配置configuration.nix文件,下面记录它的内容,值得注意的是,这里禁用了某些后面需要打开的选项,因为如果一开始打开,则有可能安装失败:

# Edit this configuration file to define what should be installed on
# your system. Help is available in the configuration.nix(5) man page, on
# https://search.nixos.org/options and in the NixOS manual (`nixos-help`).

{ config, lib, pkgs, ... }:

{
  imports =
    [ # Include the results of the hardware scan.
      ./hardware-configuration.nix
    ];

  # Use the systemd-boot EFI boot loader.
  boot.loader.systemd-boot.enable = true;
  boot.loader.efi.canTouchEfiVariables = true;

  networking.hostName = "gen11"; # Define your hostname.
  # Pick only one of the below networking options.
  # networking.wireless.enable = true;  # Enables wireless support via wpa_supplicant.
  networking.networkmanager.enable = true;  # Easiest to use and most distros use this by default.

  # Set your time zone.
  time.timeZone = "Asia/Shanghai";

  # Configure network proxy if necessary
  # networking.proxy.default = "http://user:password@proxy:port/";
  # networking.proxy.noProxy = "127.0.0.1,localhost,internal.domain";

  # Select internationalisation properties.

○ ○ ○

### 任务目标 A
把上面这段节选从头到尾一字不差地摘出来。

数据集条目:
○ ○ ○

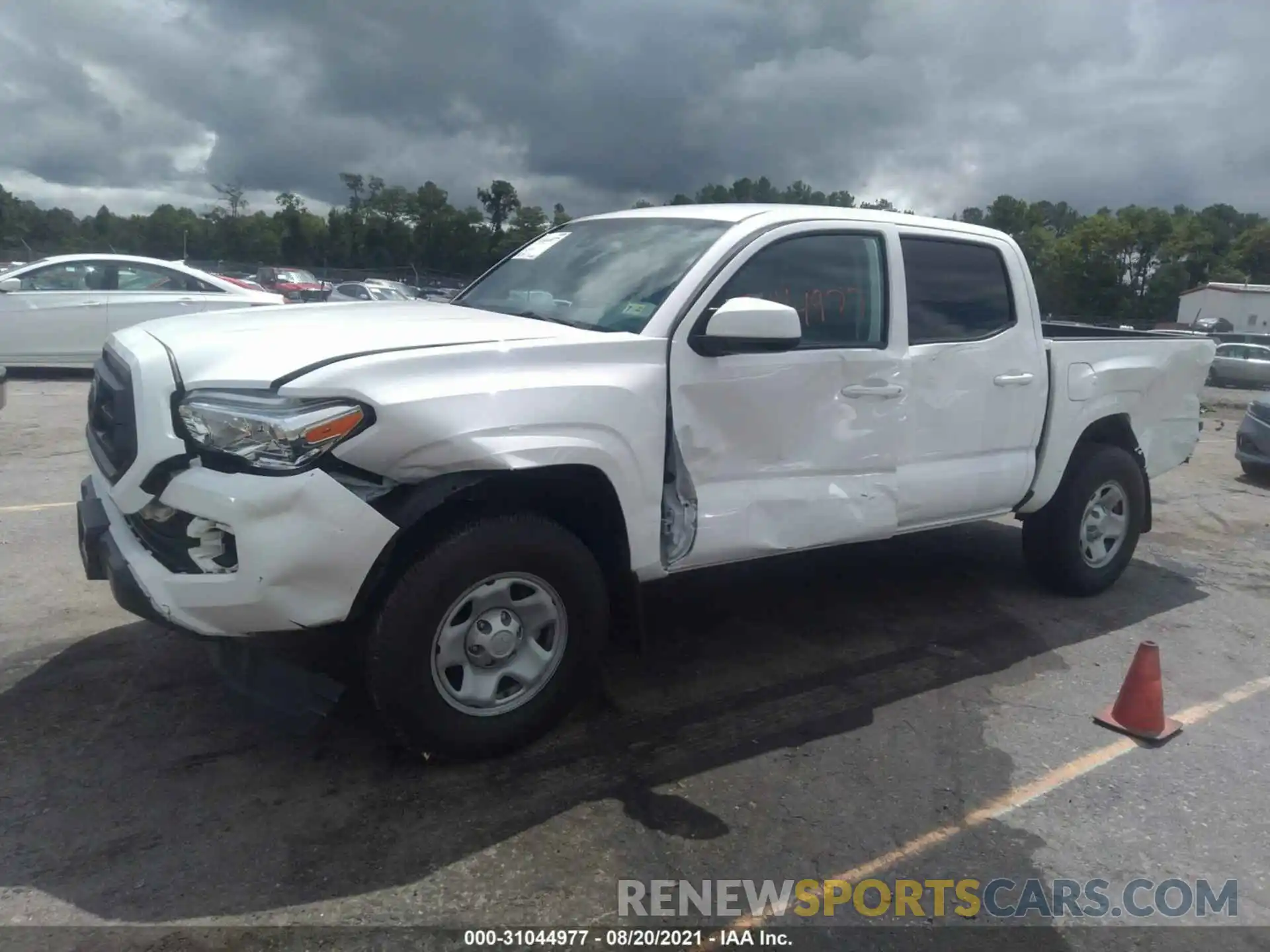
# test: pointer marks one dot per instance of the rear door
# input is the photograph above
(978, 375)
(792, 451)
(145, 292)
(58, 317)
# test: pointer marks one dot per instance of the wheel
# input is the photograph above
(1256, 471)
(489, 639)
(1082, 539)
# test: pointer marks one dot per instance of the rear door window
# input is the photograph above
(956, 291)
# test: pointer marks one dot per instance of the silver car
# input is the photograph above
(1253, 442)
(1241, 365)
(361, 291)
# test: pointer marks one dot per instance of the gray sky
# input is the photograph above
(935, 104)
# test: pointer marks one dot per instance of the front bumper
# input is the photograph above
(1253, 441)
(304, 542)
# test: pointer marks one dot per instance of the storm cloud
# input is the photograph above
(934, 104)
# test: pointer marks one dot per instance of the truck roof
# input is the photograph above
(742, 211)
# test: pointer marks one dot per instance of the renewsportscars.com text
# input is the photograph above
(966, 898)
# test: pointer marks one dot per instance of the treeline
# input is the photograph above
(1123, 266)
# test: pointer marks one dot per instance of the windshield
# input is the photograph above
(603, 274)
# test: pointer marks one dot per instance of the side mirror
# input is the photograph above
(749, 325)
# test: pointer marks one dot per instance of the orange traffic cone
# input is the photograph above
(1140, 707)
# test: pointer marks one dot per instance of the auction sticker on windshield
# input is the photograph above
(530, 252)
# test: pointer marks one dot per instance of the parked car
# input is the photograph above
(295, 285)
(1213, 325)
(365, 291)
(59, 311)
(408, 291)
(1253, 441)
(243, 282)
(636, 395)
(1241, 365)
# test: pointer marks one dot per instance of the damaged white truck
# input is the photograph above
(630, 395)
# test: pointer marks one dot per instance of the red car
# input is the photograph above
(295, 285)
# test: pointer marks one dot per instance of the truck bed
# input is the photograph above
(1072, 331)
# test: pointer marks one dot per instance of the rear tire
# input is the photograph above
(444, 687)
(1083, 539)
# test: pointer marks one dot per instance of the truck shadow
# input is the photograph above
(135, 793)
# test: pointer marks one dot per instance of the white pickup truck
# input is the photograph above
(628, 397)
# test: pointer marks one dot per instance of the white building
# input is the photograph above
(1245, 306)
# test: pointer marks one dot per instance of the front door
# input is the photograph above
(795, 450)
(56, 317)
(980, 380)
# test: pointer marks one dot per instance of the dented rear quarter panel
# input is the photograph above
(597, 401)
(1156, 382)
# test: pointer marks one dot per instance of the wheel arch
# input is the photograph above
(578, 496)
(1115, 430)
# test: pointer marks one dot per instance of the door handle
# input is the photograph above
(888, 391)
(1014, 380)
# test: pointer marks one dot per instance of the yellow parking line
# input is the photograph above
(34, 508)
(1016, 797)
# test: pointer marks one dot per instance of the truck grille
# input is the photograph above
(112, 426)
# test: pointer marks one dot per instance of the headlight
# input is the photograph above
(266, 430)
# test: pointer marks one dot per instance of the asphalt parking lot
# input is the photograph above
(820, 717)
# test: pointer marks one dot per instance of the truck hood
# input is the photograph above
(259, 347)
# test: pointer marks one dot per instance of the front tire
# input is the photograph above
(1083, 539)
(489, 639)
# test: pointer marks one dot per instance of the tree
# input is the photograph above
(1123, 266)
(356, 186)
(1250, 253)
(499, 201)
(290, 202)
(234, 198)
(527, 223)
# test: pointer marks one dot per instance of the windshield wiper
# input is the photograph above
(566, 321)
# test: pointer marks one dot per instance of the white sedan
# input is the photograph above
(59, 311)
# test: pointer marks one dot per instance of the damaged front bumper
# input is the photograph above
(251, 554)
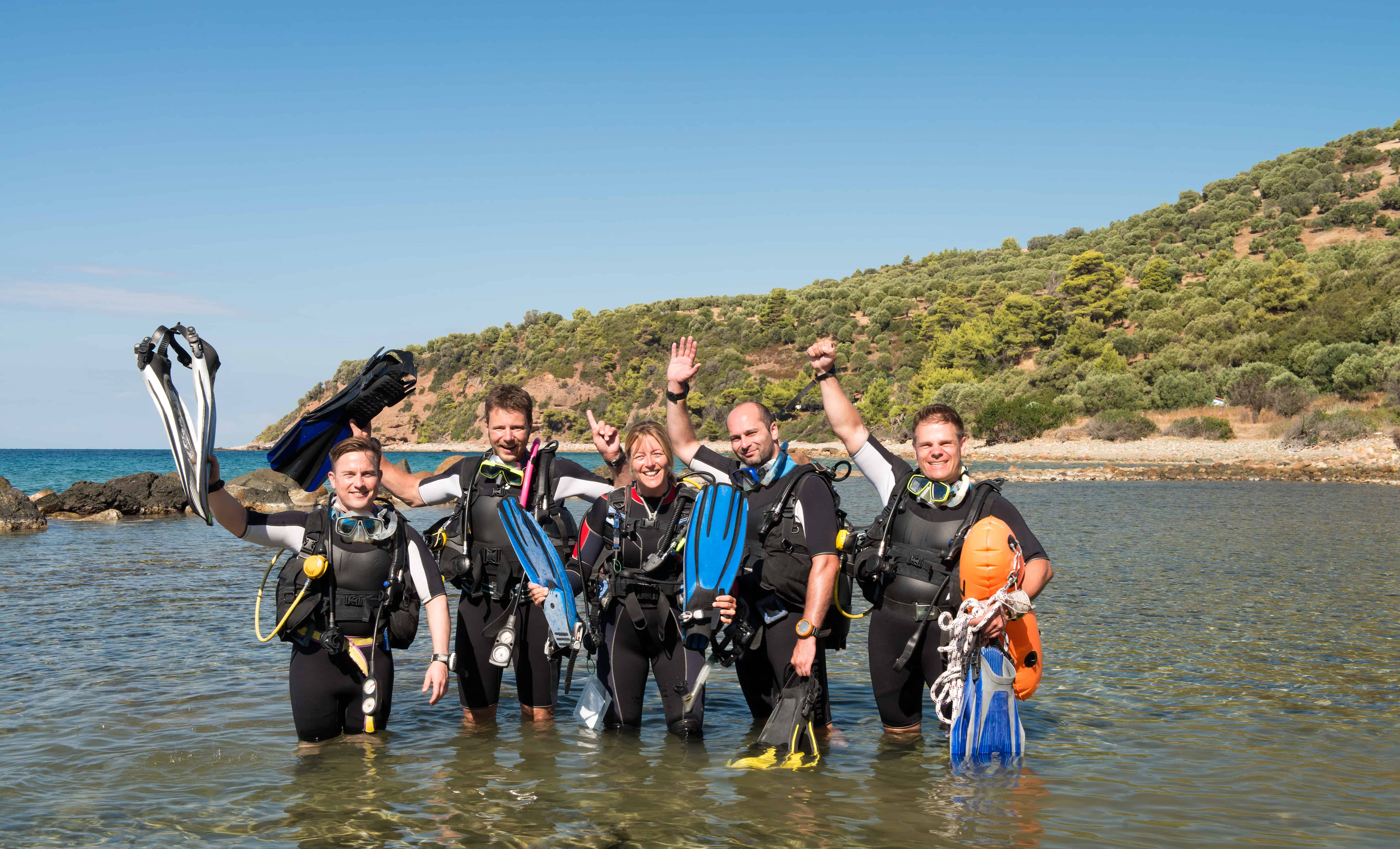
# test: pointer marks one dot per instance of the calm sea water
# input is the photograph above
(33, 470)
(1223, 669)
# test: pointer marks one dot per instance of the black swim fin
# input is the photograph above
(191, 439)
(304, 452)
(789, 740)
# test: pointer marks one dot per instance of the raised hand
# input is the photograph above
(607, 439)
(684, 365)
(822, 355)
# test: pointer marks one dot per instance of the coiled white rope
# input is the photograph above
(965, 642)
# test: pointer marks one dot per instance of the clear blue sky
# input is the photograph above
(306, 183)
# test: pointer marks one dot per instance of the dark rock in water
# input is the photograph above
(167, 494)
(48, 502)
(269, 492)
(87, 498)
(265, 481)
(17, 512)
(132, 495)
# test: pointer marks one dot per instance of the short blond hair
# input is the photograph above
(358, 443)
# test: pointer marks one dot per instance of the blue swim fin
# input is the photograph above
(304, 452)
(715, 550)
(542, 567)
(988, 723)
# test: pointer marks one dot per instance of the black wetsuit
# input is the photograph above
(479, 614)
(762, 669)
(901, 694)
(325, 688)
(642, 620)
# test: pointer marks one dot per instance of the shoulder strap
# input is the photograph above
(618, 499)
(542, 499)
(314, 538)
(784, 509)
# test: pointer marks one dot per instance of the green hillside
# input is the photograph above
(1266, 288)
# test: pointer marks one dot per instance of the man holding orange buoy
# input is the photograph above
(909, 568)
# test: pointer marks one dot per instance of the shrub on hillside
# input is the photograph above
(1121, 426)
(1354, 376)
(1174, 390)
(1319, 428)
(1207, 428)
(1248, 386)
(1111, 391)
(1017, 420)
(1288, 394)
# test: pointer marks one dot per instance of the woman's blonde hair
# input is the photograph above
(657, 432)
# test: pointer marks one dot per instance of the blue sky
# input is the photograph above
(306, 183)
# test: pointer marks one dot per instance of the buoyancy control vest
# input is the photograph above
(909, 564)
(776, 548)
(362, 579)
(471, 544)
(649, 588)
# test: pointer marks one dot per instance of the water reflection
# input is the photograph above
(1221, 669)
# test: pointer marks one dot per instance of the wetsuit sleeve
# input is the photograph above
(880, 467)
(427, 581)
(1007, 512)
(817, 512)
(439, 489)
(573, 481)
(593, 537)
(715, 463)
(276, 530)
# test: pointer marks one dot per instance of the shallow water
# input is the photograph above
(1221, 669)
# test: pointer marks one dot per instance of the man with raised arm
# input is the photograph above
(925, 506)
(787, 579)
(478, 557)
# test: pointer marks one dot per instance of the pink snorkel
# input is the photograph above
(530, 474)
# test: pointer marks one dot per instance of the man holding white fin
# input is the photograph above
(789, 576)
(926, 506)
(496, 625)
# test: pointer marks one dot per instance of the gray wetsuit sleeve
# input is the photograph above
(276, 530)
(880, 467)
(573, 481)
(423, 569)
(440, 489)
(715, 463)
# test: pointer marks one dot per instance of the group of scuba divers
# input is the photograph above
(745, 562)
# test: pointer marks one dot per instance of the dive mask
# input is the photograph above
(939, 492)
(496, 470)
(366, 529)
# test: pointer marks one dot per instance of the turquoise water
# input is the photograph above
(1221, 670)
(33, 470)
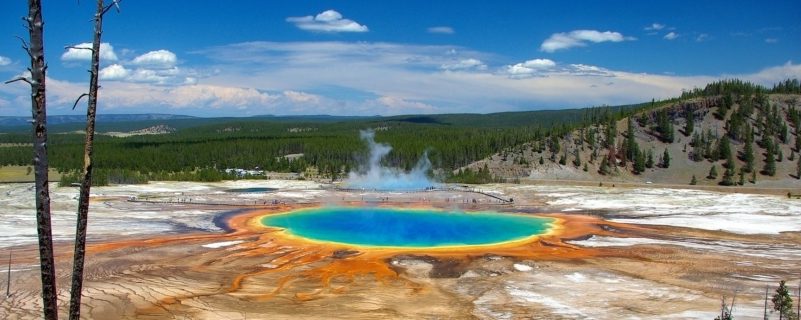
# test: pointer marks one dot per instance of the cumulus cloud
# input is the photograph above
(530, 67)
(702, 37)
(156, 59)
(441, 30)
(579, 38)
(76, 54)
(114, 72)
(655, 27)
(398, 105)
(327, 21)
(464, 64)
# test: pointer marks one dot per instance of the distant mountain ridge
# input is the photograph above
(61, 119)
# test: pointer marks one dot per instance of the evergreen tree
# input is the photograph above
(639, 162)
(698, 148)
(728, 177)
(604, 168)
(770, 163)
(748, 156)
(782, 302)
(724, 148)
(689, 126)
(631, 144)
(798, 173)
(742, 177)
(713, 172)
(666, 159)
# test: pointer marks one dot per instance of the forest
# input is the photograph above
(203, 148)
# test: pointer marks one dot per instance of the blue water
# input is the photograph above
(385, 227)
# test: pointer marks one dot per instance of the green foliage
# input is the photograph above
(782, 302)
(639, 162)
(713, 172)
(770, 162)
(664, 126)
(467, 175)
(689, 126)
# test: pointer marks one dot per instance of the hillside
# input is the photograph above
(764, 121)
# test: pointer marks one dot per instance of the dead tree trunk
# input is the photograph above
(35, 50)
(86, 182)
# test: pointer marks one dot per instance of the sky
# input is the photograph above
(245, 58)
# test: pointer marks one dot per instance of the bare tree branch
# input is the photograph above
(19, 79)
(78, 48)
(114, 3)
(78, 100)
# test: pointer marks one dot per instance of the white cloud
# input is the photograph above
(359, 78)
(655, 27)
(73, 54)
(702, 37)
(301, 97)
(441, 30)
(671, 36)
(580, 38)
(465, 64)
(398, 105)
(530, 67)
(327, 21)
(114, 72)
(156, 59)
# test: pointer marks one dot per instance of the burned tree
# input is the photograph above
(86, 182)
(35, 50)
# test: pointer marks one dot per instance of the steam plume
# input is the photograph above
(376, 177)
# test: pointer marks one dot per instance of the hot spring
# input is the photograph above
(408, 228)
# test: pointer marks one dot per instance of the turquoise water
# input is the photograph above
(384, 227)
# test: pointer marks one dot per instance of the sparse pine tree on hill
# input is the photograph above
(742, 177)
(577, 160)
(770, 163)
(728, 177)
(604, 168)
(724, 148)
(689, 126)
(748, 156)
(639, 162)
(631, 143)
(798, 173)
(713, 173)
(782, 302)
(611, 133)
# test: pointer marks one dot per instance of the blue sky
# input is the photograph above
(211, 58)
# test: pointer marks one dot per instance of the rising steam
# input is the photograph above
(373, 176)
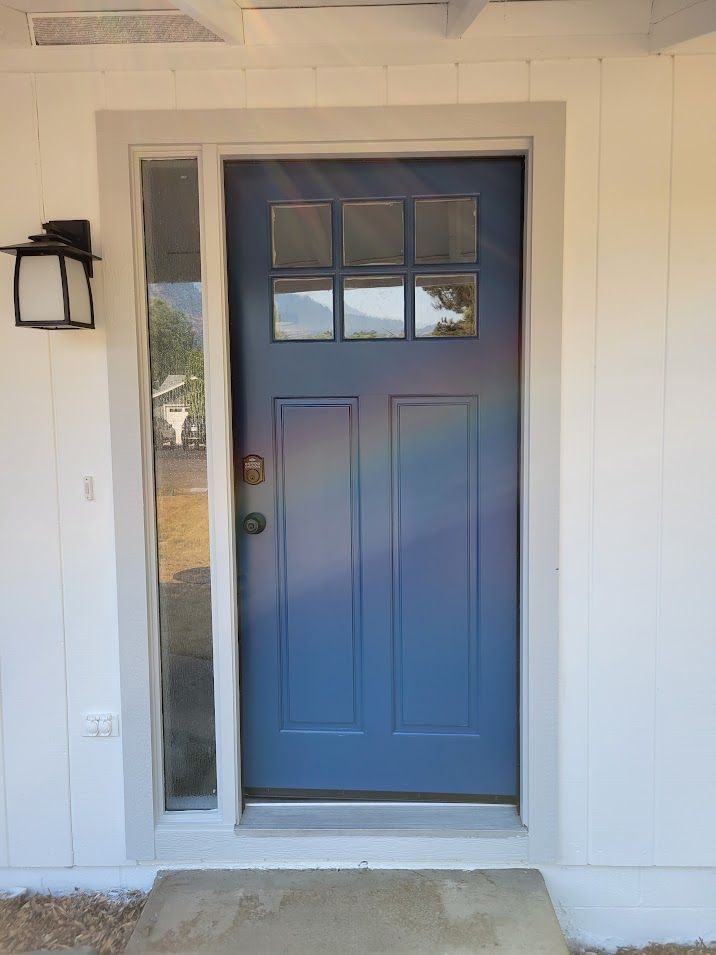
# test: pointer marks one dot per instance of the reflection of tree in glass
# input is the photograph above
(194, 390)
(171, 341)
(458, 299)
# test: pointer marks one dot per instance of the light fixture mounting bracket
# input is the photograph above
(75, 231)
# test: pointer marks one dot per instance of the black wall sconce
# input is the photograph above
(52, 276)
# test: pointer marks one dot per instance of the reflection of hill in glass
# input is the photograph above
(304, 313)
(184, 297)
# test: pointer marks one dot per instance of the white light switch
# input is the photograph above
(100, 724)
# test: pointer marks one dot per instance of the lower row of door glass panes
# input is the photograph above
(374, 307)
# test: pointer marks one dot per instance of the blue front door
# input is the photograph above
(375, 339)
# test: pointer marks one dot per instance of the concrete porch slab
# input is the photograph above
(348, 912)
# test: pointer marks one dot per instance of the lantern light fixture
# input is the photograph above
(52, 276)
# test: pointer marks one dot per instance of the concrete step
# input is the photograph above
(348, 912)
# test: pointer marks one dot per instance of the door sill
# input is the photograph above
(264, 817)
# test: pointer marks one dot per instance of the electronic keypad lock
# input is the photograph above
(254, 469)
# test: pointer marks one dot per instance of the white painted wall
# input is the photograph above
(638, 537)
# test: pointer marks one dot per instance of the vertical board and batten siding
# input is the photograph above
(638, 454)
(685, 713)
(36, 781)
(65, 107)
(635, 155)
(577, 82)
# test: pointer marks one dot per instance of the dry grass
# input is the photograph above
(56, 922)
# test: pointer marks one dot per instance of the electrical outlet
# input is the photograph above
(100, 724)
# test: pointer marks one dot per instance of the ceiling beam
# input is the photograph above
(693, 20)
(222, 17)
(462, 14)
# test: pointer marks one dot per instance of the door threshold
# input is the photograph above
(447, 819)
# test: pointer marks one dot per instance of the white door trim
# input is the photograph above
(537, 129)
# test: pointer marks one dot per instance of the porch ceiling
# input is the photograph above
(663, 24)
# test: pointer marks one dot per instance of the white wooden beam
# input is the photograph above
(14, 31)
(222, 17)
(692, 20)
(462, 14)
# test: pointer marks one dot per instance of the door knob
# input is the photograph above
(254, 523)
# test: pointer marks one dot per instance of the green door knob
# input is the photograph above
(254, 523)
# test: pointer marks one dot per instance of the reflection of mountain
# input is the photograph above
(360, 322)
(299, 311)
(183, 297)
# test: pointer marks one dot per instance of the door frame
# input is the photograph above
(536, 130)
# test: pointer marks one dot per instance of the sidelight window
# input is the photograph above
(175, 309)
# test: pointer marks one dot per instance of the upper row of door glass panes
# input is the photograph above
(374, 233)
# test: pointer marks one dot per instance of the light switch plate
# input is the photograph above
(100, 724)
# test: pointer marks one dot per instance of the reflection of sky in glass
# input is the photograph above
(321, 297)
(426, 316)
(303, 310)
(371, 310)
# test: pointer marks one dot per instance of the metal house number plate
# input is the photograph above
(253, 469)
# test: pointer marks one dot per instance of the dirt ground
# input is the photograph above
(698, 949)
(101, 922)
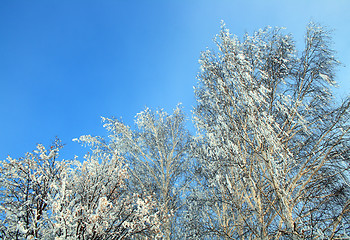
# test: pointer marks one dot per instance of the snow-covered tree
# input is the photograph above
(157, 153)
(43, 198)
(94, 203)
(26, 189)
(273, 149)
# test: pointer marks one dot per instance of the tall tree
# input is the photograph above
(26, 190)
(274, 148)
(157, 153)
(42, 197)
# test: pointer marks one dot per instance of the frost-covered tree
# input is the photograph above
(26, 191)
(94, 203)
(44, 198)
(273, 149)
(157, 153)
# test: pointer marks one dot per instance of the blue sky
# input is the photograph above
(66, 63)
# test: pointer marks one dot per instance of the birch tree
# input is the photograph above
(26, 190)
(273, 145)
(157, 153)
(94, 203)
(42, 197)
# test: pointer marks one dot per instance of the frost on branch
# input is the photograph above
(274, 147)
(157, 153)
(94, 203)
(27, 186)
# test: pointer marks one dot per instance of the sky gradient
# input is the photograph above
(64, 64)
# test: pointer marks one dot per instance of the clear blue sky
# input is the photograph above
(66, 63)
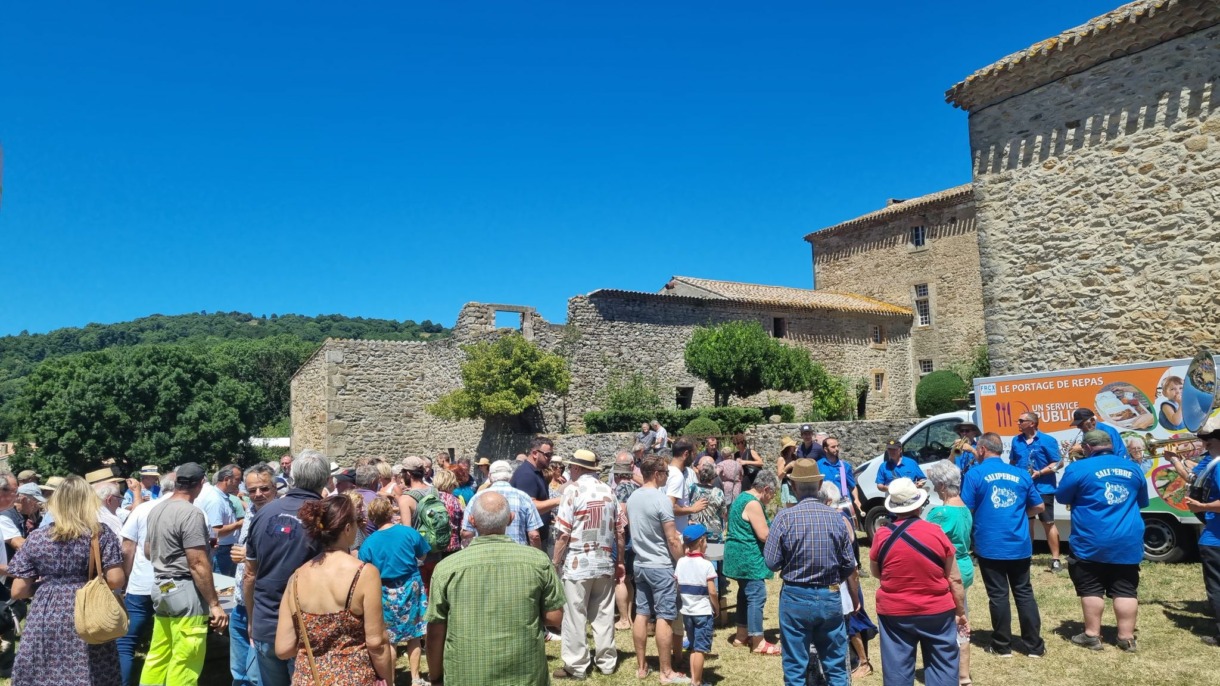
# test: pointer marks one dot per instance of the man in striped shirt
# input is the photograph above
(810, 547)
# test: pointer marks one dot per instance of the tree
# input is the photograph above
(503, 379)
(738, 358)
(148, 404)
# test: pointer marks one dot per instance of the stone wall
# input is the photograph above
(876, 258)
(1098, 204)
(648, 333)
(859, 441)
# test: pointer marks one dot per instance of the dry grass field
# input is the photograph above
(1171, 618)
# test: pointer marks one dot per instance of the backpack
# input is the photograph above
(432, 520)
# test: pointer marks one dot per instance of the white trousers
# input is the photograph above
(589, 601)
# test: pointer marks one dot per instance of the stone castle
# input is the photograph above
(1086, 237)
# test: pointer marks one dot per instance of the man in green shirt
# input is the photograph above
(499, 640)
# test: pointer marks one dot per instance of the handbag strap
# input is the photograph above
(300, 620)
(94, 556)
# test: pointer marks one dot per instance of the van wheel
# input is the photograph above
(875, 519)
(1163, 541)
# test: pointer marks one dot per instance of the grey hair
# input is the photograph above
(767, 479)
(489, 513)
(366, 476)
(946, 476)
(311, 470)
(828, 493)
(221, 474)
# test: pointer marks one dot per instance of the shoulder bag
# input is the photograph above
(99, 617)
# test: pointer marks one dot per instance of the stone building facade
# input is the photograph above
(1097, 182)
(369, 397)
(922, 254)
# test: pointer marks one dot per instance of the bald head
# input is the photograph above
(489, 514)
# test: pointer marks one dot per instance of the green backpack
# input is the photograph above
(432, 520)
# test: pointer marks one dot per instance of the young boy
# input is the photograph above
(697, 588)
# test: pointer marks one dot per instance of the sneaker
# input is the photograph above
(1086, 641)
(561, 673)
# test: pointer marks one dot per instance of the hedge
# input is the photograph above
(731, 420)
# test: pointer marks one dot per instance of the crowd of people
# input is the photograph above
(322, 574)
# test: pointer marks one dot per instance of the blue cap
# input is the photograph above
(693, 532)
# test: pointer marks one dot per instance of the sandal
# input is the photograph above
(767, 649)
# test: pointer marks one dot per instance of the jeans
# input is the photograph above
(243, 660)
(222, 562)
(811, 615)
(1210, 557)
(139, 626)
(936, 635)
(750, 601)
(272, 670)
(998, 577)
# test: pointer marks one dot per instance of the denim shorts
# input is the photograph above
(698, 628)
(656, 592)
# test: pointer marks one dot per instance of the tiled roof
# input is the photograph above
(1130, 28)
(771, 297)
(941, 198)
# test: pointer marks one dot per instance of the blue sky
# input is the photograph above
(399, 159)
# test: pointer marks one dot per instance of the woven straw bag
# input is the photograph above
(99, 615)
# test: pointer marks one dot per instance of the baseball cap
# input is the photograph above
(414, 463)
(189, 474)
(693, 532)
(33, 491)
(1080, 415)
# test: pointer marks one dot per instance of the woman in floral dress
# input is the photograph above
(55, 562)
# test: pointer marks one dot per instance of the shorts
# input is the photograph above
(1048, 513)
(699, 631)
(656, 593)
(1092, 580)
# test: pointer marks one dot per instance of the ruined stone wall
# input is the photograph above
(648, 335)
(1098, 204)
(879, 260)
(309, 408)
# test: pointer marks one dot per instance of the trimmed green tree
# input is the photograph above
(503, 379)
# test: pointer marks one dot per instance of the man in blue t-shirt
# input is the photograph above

○ ○ ○

### 任务目标 B
把记录里从含有“# test: pointer marks one dot per instance of the auction”的那一行到含有“(1072, 331)”的那一行（两头都算在内）放进一个 JSON 字符串列表，每行一个字符串，空行不要，只给这些行。

### 完整输出 A
配置configuration.nix文件,下面记录它的内容,值得注意的是,这里禁用了某些后面需要打开的选项,因为如果一开始打开,则有可能安装失败:

# Edit this configuration file to define what should be installed on
# your system. Help is available in the configuration.nix(5) man page, on
# https://search.nixos.org/options and in the NixOS manual (`nixos-help`).

{ config, lib, pkgs, ... }:

{
  imports =
    [ # Include the results of the hardware scan.
      ./hardware-configuration.nix
    ];

  # Use the systemd-boot EFI boot loader.
  boot.loader.systemd-boot.enable = true;
  boot.loader.efi.canTouchEfiVariables = true;

  networking.hostName = "gen11"; # Define your hostname.
  # Pick only one of the below networking options.
  # networking.wireless.enable = true;  # Enables wireless support via wpa_supplicant.
  networking.networkmanager.enable = true;  # Easiest to use and most distros use this by default.

  # Set your time zone.
  time.timeZone = "Asia/Shanghai";

  # Configure network proxy if necessary
  # networking.proxy.default = "http://user:password@proxy:port/";
  # networking.proxy.noProxy = "127.0.0.1,localhost,internal.domain";

  # Select internationalisation properties.

### 完整输出 B
[
  "# test: pointer marks one dot per instance of the auction sticker on windshield",
  "# input is the photograph above",
  "(530, 252)",
  "# test: pointer marks one dot per instance of the parked car",
  "# input is the photograph above",
  "(295, 285)",
  "(1213, 325)",
  "(365, 291)",
  "(59, 311)",
  "(408, 291)",
  "(1253, 441)",
  "(243, 282)",
  "(636, 395)",
  "(1241, 365)",
  "# test: pointer marks one dot per instance of the damaged white truck",
  "# input is the photograph above",
  "(630, 395)",
  "# test: pointer marks one dot per instance of the red car",
  "# input is the photograph above",
  "(295, 285)",
  "# test: pointer marks one dot per instance of the truck bed",
  "# input is the photograph above",
  "(1072, 331)"
]